Data shown ->

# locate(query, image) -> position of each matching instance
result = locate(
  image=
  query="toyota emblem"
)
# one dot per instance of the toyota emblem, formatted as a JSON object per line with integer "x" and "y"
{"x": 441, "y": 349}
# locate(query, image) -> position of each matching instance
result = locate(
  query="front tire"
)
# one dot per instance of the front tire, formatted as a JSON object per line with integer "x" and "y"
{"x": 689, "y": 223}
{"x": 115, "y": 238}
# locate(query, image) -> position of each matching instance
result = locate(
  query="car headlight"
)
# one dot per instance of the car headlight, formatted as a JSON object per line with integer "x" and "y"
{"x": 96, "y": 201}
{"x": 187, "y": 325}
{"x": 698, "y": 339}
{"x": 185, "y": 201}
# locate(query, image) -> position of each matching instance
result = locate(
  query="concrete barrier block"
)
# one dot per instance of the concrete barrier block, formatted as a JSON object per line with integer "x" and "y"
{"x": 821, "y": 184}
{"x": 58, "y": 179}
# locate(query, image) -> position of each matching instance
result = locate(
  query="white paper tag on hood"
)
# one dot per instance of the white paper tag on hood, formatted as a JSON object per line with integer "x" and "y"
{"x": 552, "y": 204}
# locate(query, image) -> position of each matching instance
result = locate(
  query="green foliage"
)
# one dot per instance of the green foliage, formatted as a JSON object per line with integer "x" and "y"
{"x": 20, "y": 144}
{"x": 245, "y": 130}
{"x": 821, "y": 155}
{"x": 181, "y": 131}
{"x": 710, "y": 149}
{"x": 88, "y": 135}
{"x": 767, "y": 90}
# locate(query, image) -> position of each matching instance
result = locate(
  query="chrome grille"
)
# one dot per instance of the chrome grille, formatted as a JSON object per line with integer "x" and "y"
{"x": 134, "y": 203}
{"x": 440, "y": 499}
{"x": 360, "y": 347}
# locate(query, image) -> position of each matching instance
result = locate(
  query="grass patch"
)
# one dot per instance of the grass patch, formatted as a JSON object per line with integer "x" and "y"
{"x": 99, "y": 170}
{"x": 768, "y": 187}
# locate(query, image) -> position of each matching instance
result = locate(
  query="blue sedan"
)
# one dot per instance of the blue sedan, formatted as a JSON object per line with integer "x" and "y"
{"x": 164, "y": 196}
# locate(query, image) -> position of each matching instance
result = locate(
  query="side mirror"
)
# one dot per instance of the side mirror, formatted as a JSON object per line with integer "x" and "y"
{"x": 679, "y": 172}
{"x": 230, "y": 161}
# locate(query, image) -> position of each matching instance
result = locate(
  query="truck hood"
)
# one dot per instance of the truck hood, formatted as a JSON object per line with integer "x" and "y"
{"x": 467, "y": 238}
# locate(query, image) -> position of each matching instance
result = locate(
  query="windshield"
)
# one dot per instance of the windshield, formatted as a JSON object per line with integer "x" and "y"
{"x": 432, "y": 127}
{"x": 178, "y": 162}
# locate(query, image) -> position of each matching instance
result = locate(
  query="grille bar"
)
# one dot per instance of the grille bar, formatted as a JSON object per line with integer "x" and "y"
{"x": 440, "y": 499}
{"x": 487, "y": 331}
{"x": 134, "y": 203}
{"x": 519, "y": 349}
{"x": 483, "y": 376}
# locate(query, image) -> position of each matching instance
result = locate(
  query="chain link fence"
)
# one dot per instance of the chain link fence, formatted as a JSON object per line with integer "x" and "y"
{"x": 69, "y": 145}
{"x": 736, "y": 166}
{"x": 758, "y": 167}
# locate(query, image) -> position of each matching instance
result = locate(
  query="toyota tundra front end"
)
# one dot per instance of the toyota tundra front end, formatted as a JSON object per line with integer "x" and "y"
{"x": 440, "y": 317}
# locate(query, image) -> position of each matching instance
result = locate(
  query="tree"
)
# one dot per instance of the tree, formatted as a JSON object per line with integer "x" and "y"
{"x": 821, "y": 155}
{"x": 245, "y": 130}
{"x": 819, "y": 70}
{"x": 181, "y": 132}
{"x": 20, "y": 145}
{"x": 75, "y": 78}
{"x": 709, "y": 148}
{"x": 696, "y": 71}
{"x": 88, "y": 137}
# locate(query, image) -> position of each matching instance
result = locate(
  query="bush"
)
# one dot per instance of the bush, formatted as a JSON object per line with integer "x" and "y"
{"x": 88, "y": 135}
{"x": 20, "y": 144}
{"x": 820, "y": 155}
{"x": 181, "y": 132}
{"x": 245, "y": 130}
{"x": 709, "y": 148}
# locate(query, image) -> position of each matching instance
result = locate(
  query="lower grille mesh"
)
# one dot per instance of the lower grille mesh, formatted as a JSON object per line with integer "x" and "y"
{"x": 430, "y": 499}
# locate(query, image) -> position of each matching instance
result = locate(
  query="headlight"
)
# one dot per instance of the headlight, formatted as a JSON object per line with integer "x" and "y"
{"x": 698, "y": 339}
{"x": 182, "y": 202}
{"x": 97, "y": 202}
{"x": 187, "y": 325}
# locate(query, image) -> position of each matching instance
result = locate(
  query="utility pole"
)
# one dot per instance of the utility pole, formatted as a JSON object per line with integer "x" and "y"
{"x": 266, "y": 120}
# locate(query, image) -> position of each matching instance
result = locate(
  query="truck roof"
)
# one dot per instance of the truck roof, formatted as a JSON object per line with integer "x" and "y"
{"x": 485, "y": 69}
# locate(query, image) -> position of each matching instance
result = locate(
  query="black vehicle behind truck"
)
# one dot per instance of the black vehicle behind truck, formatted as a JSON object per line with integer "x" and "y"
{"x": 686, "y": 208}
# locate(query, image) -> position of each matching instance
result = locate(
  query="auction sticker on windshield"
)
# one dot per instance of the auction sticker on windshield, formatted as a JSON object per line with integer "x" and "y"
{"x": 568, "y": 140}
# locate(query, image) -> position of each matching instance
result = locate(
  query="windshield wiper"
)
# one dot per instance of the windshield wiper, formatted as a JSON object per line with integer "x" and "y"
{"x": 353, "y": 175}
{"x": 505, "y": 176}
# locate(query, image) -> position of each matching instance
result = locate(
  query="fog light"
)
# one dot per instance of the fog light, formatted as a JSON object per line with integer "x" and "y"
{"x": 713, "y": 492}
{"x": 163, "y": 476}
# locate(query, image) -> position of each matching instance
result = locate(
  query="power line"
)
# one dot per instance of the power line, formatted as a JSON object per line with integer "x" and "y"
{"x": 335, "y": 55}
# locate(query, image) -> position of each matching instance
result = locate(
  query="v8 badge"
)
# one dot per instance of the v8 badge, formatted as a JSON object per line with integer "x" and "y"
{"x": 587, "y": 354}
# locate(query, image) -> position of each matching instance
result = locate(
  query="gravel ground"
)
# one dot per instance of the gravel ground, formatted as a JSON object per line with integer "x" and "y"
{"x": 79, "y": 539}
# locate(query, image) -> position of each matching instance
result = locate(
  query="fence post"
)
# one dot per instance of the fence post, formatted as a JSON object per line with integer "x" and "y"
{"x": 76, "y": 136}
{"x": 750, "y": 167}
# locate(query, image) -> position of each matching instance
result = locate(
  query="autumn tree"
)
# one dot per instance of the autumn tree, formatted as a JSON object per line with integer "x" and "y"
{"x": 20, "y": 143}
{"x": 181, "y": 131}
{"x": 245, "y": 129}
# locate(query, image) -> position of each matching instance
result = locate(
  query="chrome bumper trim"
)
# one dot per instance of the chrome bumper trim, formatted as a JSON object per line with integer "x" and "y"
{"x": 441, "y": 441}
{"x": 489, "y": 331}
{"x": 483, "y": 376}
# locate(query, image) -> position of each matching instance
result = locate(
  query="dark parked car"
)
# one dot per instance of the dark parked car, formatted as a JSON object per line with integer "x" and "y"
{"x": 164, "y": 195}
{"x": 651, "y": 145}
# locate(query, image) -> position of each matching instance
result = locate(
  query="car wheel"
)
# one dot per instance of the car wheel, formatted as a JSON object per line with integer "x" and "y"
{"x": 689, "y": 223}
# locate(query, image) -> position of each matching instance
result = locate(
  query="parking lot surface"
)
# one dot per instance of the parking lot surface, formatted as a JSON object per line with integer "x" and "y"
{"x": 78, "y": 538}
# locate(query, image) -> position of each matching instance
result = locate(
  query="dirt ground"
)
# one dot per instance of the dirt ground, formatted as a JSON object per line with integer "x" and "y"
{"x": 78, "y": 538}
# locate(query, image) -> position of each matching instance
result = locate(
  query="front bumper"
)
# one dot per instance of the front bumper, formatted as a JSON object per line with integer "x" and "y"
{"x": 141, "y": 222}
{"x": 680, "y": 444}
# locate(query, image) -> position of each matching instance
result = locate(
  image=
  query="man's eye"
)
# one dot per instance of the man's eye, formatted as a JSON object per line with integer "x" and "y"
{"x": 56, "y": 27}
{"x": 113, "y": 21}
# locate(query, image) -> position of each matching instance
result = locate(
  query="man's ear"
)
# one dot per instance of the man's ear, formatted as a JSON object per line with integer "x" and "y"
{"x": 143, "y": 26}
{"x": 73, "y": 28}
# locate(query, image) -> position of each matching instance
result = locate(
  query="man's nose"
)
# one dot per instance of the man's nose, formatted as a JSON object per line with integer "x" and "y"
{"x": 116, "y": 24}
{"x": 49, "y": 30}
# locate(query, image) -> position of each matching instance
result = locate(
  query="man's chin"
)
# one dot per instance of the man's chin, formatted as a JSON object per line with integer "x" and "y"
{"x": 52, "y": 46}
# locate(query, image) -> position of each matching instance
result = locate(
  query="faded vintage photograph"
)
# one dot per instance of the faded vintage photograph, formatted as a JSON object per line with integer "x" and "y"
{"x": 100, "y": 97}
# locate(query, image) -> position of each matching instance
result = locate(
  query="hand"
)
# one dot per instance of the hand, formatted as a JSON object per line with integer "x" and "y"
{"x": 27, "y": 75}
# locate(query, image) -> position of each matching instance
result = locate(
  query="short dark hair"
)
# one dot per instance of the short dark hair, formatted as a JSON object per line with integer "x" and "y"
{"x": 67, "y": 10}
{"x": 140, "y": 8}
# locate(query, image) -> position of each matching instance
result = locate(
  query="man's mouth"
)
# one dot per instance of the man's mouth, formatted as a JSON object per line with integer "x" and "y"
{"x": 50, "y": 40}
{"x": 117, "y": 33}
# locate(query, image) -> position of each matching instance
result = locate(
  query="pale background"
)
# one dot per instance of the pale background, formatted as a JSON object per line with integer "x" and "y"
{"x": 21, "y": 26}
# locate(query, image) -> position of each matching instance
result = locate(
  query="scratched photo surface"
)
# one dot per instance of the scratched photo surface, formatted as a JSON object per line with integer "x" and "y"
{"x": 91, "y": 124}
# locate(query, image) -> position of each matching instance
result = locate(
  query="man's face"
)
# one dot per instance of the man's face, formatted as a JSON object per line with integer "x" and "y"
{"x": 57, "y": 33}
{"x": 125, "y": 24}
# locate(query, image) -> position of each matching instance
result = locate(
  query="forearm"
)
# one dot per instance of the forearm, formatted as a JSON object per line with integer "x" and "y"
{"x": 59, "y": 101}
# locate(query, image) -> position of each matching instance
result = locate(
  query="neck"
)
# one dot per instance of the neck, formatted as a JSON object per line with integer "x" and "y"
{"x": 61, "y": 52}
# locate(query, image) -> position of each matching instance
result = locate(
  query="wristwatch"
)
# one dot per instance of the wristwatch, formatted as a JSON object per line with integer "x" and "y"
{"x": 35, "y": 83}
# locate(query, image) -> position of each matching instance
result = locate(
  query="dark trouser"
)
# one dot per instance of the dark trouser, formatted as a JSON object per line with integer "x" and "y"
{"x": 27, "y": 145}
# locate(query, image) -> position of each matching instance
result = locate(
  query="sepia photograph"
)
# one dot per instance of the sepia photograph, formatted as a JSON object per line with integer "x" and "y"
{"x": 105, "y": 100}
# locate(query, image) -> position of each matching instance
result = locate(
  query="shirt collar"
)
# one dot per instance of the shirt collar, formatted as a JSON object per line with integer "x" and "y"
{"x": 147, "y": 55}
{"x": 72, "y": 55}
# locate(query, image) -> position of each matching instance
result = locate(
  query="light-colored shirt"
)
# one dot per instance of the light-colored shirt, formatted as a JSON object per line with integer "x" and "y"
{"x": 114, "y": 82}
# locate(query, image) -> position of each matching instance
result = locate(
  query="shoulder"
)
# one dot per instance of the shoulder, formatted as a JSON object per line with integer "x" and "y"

Problem description ->
Check each line of the listing above, and copy it if it contains the word "shoulder".

Solution to the problem ->
  query="shoulder"
# one dot per instance of the shoulder, formatted as a JSON object per line with integer "x" and "y"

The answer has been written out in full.